▶ Entries:
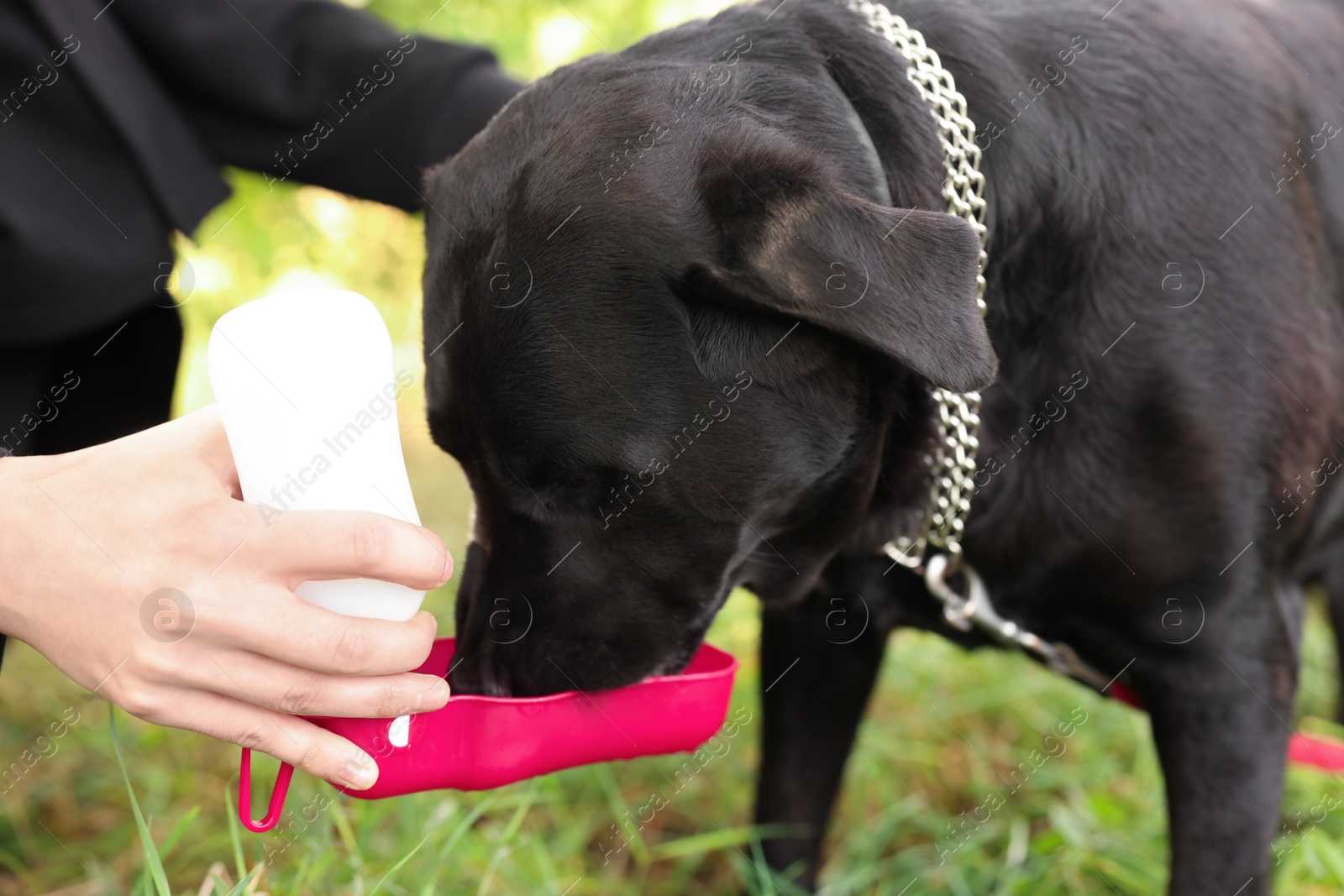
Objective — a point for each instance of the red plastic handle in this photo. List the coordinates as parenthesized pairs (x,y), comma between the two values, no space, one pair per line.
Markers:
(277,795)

--

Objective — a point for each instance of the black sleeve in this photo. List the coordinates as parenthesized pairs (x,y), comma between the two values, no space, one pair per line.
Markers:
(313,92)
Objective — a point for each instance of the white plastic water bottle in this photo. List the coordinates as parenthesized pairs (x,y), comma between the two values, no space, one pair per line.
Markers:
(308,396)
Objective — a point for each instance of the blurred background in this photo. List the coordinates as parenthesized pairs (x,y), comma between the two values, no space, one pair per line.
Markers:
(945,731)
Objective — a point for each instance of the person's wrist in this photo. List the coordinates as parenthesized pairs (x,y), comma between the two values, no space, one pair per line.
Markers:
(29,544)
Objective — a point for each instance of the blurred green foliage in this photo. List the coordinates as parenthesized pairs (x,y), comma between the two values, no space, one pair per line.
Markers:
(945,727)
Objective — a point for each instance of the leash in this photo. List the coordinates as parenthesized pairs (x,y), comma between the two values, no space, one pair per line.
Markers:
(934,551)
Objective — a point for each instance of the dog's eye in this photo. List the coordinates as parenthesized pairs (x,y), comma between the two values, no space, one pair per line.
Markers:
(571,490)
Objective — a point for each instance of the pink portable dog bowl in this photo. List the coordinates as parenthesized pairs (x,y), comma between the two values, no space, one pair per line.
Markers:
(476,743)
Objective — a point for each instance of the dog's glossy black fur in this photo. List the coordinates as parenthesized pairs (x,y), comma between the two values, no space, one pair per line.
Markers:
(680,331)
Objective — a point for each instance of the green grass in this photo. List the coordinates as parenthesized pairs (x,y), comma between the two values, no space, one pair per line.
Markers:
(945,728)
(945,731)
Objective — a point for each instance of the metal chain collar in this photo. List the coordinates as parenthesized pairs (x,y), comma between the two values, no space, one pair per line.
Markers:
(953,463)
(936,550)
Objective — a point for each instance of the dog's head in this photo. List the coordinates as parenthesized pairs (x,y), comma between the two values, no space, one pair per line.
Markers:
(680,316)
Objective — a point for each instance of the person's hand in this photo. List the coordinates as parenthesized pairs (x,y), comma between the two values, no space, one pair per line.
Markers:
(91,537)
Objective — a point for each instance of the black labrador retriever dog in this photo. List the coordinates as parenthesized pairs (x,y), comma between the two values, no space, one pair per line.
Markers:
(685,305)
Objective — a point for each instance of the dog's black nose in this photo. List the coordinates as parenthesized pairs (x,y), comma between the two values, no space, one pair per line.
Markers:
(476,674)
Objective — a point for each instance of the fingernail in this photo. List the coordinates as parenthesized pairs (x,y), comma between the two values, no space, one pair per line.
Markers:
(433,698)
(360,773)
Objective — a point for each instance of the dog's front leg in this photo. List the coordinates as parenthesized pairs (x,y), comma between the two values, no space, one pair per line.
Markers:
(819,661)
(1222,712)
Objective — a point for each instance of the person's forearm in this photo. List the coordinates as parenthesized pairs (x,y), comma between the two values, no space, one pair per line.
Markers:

* * *

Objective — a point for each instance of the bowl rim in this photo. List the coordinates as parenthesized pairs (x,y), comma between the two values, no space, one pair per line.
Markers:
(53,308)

▶ Aim of the task: Which lines in the listing above contain the word "bowl"? Collect each of them, copied in full.

▶ Task response:
Objective — a point for each instance of the pink portable dog bowl in this photo. List the coordinates as parenthesized pairs (x,y), comma between the two values, no space, one pair per line.
Objective — a point for each instance of the bowl rim in this photo. List the coordinates as parenthesized pairs (x,y), comma between the two values, no space, one pair per line.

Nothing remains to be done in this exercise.